Action item
Transcribe the records verbatim, images excluded.

Material shown
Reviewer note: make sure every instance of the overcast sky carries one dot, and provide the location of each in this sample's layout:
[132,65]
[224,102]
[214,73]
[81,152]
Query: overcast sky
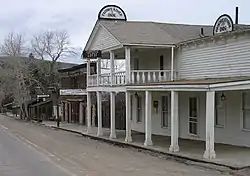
[79,16]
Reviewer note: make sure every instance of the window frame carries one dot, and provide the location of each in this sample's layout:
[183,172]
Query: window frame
[195,118]
[138,109]
[167,111]
[219,107]
[242,111]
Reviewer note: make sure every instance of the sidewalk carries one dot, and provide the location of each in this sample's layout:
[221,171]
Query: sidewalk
[232,157]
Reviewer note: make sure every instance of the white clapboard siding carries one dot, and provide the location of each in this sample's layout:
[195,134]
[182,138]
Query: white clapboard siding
[212,60]
[103,40]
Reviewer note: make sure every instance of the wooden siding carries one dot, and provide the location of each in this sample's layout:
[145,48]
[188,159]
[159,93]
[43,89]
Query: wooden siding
[224,58]
[103,40]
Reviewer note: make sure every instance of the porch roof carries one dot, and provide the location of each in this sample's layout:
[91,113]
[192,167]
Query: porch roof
[207,81]
[153,33]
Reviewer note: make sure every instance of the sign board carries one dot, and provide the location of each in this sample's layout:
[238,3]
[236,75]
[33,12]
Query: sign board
[223,24]
[92,54]
[73,92]
[112,12]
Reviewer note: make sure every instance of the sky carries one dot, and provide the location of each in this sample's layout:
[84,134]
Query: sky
[78,17]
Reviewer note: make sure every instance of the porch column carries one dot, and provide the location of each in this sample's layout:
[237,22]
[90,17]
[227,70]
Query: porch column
[88,72]
[112,115]
[172,64]
[127,64]
[88,112]
[112,68]
[70,112]
[128,117]
[81,113]
[210,110]
[174,147]
[98,70]
[148,114]
[99,113]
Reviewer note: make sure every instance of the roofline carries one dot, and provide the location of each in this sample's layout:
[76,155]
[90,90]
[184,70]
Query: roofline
[236,32]
[149,45]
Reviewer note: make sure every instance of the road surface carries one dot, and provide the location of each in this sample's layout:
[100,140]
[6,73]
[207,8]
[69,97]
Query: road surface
[30,150]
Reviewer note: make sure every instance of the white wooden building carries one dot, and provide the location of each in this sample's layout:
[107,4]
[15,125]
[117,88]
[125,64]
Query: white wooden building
[183,81]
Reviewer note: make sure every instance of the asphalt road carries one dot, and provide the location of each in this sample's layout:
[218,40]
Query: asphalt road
[30,150]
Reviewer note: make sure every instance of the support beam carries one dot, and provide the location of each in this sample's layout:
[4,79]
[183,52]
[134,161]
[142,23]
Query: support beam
[128,117]
[174,147]
[210,110]
[127,64]
[112,66]
[148,114]
[172,64]
[88,112]
[99,113]
[112,115]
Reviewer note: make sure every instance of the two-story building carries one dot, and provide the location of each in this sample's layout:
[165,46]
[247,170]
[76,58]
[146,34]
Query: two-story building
[73,83]
[180,80]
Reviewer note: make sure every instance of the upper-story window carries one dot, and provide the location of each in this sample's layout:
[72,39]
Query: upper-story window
[246,110]
[161,64]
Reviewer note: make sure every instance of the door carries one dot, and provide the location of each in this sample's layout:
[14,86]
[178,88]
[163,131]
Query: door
[193,115]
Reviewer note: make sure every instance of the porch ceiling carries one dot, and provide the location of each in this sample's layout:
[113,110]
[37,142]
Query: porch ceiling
[215,84]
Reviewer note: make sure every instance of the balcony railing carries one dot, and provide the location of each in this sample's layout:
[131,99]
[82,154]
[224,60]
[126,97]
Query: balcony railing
[136,77]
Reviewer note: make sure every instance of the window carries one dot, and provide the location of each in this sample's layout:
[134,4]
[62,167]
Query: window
[193,113]
[161,64]
[138,113]
[246,110]
[165,111]
[136,64]
[220,112]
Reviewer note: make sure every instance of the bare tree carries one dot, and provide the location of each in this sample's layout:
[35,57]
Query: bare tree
[52,45]
[13,45]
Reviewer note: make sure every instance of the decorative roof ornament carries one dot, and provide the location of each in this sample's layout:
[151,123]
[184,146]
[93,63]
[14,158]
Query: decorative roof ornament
[112,12]
[223,24]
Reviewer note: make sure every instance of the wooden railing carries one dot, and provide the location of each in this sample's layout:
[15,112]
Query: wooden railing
[149,76]
[136,77]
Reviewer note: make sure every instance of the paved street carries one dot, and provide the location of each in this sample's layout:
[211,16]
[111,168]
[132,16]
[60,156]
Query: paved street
[26,149]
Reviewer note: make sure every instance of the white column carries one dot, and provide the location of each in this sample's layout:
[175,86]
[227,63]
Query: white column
[112,115]
[88,112]
[81,112]
[128,117]
[210,110]
[127,64]
[99,113]
[148,114]
[88,71]
[112,67]
[98,69]
[172,64]
[174,147]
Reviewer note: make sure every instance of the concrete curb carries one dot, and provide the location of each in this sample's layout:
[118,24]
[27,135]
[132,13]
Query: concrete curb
[168,155]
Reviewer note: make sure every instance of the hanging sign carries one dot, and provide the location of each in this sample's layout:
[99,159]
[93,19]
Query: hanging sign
[112,12]
[91,54]
[223,24]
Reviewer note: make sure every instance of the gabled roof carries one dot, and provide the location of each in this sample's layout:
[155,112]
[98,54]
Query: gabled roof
[134,32]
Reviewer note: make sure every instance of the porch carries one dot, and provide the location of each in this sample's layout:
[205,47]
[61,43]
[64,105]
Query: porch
[227,155]
[136,77]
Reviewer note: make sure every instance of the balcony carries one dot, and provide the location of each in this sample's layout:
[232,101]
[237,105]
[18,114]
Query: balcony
[136,77]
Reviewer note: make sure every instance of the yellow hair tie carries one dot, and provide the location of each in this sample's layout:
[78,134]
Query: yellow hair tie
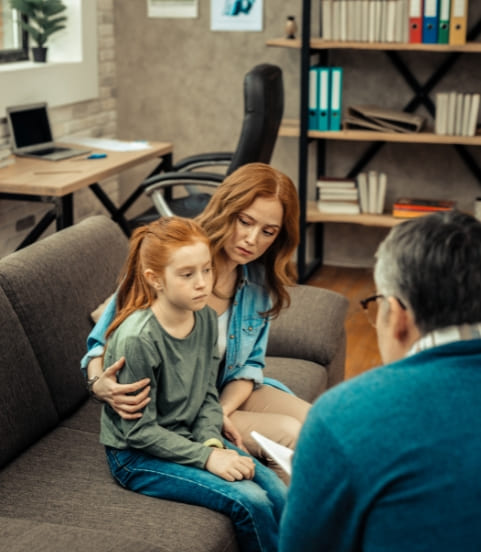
[217,443]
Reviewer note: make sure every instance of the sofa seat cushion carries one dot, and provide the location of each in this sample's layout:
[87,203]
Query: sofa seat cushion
[304,378]
[53,288]
[64,479]
[19,535]
[27,410]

Answer to this problem
Reviewer note: make sure every instance of the overcast sky carries one dot, and provide the location of each in this sample's layout:
[132,65]
[224,102]
[214,73]
[81,152]
Query: overcast sky
[79,16]
Reviewer note: make sure every instance of the window frame carries one dot, and provide the location of each in this sample's layout:
[183,172]
Query: window frame
[195,118]
[138,109]
[167,111]
[219,107]
[242,111]
Reviewer note: make sure every instance of the sidewalk carries one dot, and provide the location of each in this sample's layout:
[221,171]
Query: sidewalk
[232,157]
Reviewer note: make sure every instance of the white clapboard siding carries one dot, and provide the location of each in this sample's layout:
[195,134]
[182,138]
Query: white clapboard siding
[212,60]
[103,40]
Reviewer note: make sure every instance of the wooden siding carries one dot, and provide the location of each in this sample's layout:
[145,48]
[188,159]
[159,93]
[43,89]
Query: wooden siding
[224,58]
[103,40]
Reviewer note: make sure every instance of the porch roof carries one dot, and provide the location of each in this sample's layout:
[91,113]
[192,167]
Query: porch roof
[207,81]
[153,33]
Reviewer note: make sure every instance of the sign board carries one dot, and provide the location of each in this sample's layout:
[238,3]
[236,75]
[33,12]
Query: sign board
[223,24]
[92,54]
[73,92]
[112,12]
Reviewer note: make sure every instance of the sky carries one dot, and provide the location of each in this sample's layout:
[84,134]
Query: sky
[78,17]
Reviewer note: make sure every instance of the porch column carries one dot, and provide the location of each in this sample's layout:
[237,22]
[90,17]
[227,70]
Query: porch column
[88,72]
[112,115]
[172,64]
[127,64]
[88,112]
[112,68]
[70,112]
[128,117]
[81,113]
[210,110]
[174,147]
[98,70]
[148,114]
[99,113]
Reviewer note: make sure every instance of the roofline carries one dot, and provide the location of each in this sample's layout:
[76,155]
[90,90]
[184,70]
Query: roofline
[236,32]
[149,45]
Reviewer note: make sure every instance of the road surface carries one dot, and provide the location of each in this sample's layout:
[100,140]
[6,73]
[207,8]
[69,97]
Query: road surface
[30,150]
Reviewer note: make sure every instance of the white wooden building carries one dot, and provide the location of each in this sample's layout:
[107,4]
[15,125]
[117,88]
[125,64]
Query: white wooden building
[183,81]
Reviewer note: make sure every instance of the asphalt road carries one dot, and provide the location of each in this sample's layout:
[218,40]
Query: asphalt road
[30,150]
Reviewer note: make sure every instance of the support beam carries one dot, and provide the location of each in this sample's layout:
[4,79]
[183,52]
[134,161]
[142,23]
Query: support beam
[128,117]
[174,147]
[210,110]
[127,64]
[112,66]
[148,114]
[172,64]
[88,112]
[99,113]
[112,115]
Reviewer note: make sure every instance of the two-story building carries one dot, and provide the location of each in this sample's layout:
[165,46]
[247,170]
[76,58]
[146,34]
Query: two-story building
[73,83]
[180,80]
Reviewer note: make sure every instance of the upper-story window carries one dot, and provide the location of each in this sample's layout:
[72,39]
Query: upper-story window
[246,110]
[161,64]
Reviewer note: make sure every instance of the door carries one dot, and provide the location of each in this sample's layout:
[14,86]
[178,88]
[163,131]
Query: door
[193,115]
Reviewer note: make sure every instance of the porch ceiling carries one dot, and provide the location of each in this sample's layout:
[113,110]
[37,142]
Query: porch ceiling
[215,84]
Reviewer note: make sure every instance of the balcony railing carries one dot, and provide the location of each in this sample's layout:
[131,99]
[82,154]
[224,60]
[126,97]
Query: balcony railing
[136,77]
Reviewer note: make sure every instance of the window carries one dot, and provide the location of each in this sample's layout:
[134,4]
[62,167]
Query: window
[193,113]
[161,64]
[138,113]
[246,110]
[165,111]
[136,64]
[220,112]
Reviewer note: make sure every instance of the bare tree carries one dot, and provide the location of each in this sample's layout:
[35,57]
Query: bare tree
[52,45]
[13,45]
Reviewer note: make sure every instance of the decorative roof ornament carries one dot, and provide the location of each in this sample's layout:
[151,123]
[184,146]
[93,63]
[14,158]
Query: decorative roof ornament
[112,12]
[223,24]
Reviewer note: make sure every instance of the wooden railing carries one dot, and provide the location of each in this sample's layout:
[15,112]
Query: wooden railing
[149,76]
[136,77]
Reviewer note: make sure every instance of the paved street carries one dot, and provide the location of each in this sample's layout:
[211,16]
[111,168]
[132,16]
[60,156]
Query: paved street
[26,149]
Reviewer note: make sure every instance of the white column carries one dot, and provide the location of each in this sample's layout:
[175,86]
[227,63]
Query: white column
[112,115]
[88,112]
[81,112]
[128,117]
[210,110]
[127,64]
[99,113]
[148,114]
[88,71]
[112,67]
[98,69]
[172,64]
[174,147]
Reviewer note: make sure every instance of the concrete curb carries one dot, and provide the location of each in this sample's layout:
[118,24]
[27,135]
[132,13]
Query: concrete curb
[168,155]
Reviewer note: make sure every instance of the hanging sign carries one dot, and provide the location of each in this sample's layout:
[99,159]
[93,19]
Query: hanging sign
[112,12]
[91,54]
[223,24]
Reviewer note: make sure every instance of the gabled roof carries one dot, and provide the location of each in this sample's layout:
[155,112]
[98,54]
Query: gabled roof
[134,32]
Reviewer note: make sure every instance of the porch carries one dot, and provide the location of each in this sample's layout:
[205,47]
[61,43]
[64,105]
Query: porch
[227,155]
[136,77]
Reviewer note: make sure every instance of the balcony carries one dot, and provide the location of each in this sample's layout:
[232,101]
[237,105]
[18,114]
Query: balcony
[136,77]
Reviewer note: make sure every instance of the yellow hair tie carries one dot, and provide the location of each in this sample's layout:
[78,134]
Query: yellow hair tie
[217,443]
Reviewer note: make sure every instance of the sofa seat cushion carries one dot, and provide the location of each in this sample's layout:
[87,203]
Query: sofa seat cushion
[304,378]
[53,288]
[64,479]
[19,535]
[27,410]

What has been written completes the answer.